▽
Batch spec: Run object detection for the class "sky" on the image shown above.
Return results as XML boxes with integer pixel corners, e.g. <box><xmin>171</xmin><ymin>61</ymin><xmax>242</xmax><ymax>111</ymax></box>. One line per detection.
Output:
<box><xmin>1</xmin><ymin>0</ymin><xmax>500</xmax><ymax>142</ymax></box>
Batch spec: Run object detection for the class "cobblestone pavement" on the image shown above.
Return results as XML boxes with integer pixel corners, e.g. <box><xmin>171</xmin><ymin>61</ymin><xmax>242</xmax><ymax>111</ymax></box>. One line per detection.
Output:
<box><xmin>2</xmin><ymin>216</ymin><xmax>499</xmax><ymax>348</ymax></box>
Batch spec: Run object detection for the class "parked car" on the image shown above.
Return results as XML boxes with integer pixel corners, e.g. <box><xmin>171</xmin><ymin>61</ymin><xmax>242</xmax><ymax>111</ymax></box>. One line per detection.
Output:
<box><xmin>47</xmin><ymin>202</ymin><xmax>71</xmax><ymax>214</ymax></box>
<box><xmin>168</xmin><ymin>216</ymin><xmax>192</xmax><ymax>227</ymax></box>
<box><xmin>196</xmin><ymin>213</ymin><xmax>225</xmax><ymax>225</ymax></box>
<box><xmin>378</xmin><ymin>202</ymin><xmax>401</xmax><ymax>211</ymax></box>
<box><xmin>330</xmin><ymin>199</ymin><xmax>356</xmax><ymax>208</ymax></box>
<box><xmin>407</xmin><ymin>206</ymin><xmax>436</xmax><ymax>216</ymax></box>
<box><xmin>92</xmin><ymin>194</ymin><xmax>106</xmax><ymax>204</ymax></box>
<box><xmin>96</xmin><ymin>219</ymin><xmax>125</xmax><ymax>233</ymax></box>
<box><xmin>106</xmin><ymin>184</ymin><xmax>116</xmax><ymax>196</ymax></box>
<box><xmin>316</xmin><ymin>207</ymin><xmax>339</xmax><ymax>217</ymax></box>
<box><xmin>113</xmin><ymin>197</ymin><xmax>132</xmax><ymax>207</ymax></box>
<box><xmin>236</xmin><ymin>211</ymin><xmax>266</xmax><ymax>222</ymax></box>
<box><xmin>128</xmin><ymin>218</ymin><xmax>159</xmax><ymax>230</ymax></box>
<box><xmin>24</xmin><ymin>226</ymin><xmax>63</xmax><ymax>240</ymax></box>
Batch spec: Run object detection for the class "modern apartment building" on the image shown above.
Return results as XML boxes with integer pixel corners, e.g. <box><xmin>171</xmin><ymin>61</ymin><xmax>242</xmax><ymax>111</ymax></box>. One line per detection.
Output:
△
▶ **What you need to do**
Make an exact copy of all the data.

▶ **Exercise answer**
Batch spec: Run object detection for the class "sky" on the image shown above.
Return results as XML boxes with integer pixel corners, e.g. <box><xmin>171</xmin><ymin>61</ymin><xmax>242</xmax><ymax>111</ymax></box>. One line per detection.
Output:
<box><xmin>1</xmin><ymin>0</ymin><xmax>500</xmax><ymax>142</ymax></box>
Batch spec: Run object detection for the class "cobblestone pavement" on the image shown above.
Return results as XML boxes with integer pixel corners, e.g. <box><xmin>171</xmin><ymin>61</ymin><xmax>242</xmax><ymax>111</ymax></box>. One line per detection.
Output:
<box><xmin>2</xmin><ymin>216</ymin><xmax>499</xmax><ymax>348</ymax></box>
Batch spec: Run object detection for the class "parked car" on the image shown above.
Return results as XML boxes with integer pixel corners, e.g. <box><xmin>171</xmin><ymin>61</ymin><xmax>242</xmax><ymax>111</ymax></box>. One line per detection.
Output:
<box><xmin>47</xmin><ymin>202</ymin><xmax>71</xmax><ymax>214</ymax></box>
<box><xmin>168</xmin><ymin>216</ymin><xmax>192</xmax><ymax>227</ymax></box>
<box><xmin>196</xmin><ymin>213</ymin><xmax>225</xmax><ymax>225</ymax></box>
<box><xmin>378</xmin><ymin>202</ymin><xmax>401</xmax><ymax>211</ymax></box>
<box><xmin>330</xmin><ymin>199</ymin><xmax>356</xmax><ymax>208</ymax></box>
<box><xmin>407</xmin><ymin>206</ymin><xmax>436</xmax><ymax>216</ymax></box>
<box><xmin>92</xmin><ymin>194</ymin><xmax>106</xmax><ymax>204</ymax></box>
<box><xmin>96</xmin><ymin>219</ymin><xmax>125</xmax><ymax>233</ymax></box>
<box><xmin>106</xmin><ymin>184</ymin><xmax>116</xmax><ymax>196</ymax></box>
<box><xmin>316</xmin><ymin>207</ymin><xmax>339</xmax><ymax>217</ymax></box>
<box><xmin>113</xmin><ymin>197</ymin><xmax>132</xmax><ymax>207</ymax></box>
<box><xmin>236</xmin><ymin>211</ymin><xmax>266</xmax><ymax>222</ymax></box>
<box><xmin>128</xmin><ymin>218</ymin><xmax>159</xmax><ymax>230</ymax></box>
<box><xmin>24</xmin><ymin>226</ymin><xmax>63</xmax><ymax>240</ymax></box>
Batch spec: Run object detection for the class "modern apartment building" on the image shown above.
Return results as XML boxes with integer pixel corners, e.g. <box><xmin>171</xmin><ymin>61</ymin><xmax>242</xmax><ymax>111</ymax></box>. One line per detection.
Output:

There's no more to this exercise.